*POLECENIE:* Zamień w poniższych wierszach każde „marker” na „pin”, a całą resztę przepisz bez zmian.

────────────────────

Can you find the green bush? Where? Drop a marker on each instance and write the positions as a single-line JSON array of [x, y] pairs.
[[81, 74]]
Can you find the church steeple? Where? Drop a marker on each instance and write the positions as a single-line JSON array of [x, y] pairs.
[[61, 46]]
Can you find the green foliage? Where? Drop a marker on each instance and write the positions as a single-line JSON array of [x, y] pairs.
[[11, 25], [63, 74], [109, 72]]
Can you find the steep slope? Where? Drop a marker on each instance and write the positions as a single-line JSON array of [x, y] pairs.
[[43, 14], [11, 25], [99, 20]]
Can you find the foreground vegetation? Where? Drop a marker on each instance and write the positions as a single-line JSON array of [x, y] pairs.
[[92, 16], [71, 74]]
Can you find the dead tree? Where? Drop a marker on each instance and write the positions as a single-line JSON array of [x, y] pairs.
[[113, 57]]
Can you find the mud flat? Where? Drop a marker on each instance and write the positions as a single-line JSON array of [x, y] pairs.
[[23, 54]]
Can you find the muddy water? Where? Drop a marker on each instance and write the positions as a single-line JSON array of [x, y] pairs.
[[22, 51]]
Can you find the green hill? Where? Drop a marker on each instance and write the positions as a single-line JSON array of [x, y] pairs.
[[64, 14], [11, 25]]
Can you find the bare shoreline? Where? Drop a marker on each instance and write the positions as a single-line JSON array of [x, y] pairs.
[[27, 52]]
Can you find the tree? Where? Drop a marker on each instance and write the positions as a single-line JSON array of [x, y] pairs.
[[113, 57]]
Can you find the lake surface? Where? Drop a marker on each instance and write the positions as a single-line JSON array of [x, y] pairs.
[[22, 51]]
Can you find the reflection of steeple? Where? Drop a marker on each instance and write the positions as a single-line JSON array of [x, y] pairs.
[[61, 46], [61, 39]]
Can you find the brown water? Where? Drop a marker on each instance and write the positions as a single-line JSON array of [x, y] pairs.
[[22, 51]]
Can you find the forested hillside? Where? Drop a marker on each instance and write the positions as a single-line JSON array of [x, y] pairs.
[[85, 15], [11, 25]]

────────────────────

*ODPOWIEDŹ:*
Can you find the green bush? Where? Drop a pin on each instance and write the positions as a single-line JSON array of [x, y] pairs.
[[81, 74]]
Can you find the church steeple? Where? Drop a pin on each instance and write the positions as a single-line JSON array of [x, y] pairs.
[[61, 46]]
Can you find the green foliage? Where? Drop a pin on each instance and write the positions as a single-line JSON array of [x, y] pairs.
[[11, 25], [63, 74], [109, 72]]
Can you find the steep slope? Where? Drop a pin on each instance and write the positions as a single-line JSON array of [x, y] pairs.
[[43, 14], [11, 25], [99, 20]]
Can you find the foreground vegetation? Where? Drop a pin on each instance and write the positions as a single-line JSON array of [x, y] pairs.
[[92, 16], [71, 74]]
Can you find the dead tree? Where? Drop a pin on each instance and write the positions as a single-line JSON array of [x, y] pairs.
[[113, 57]]
Can you find the mud flat? Where? Drop a pin on each instance and write the positions as a single-line JSON array of [x, y] pairs.
[[23, 54]]
Can you find the muddy water? Where? Drop a pin on each instance and write the positions as a single-line JSON array of [x, y] pairs.
[[22, 51]]
Can you find the green hill? Where? Drop a pin on each instance and write the positions as a single-line JSON array of [x, y] pairs.
[[64, 14], [11, 25]]
Can you find the bare shoreline? Where? Drop a pin on each instance and write the positions as a single-line JSON array of [x, y] pairs.
[[27, 52]]
Can you find the tree? Where? Drop a pin on each instance and write the positions as a single-line JSON array of [x, y] pairs.
[[113, 57]]
Can you find the lake surface? Where? Drop a pin on each instance and write the positions as a single-line JSON array of [x, y] pairs.
[[22, 51]]
Can you find the reflection of steeple? Where? Drop a pin on each instance and write the positions as a single-line JSON array of [x, y] pairs.
[[61, 46], [61, 39]]
Can you find the brown water? Where? Drop a pin on each instance and write the positions as a single-line JSON array of [x, y] pairs.
[[22, 51]]
Can you find the forested hillside? Where? Drop a pin on each instance and write the positions as a single-line JSON array of [x, y] pairs.
[[85, 15], [11, 25]]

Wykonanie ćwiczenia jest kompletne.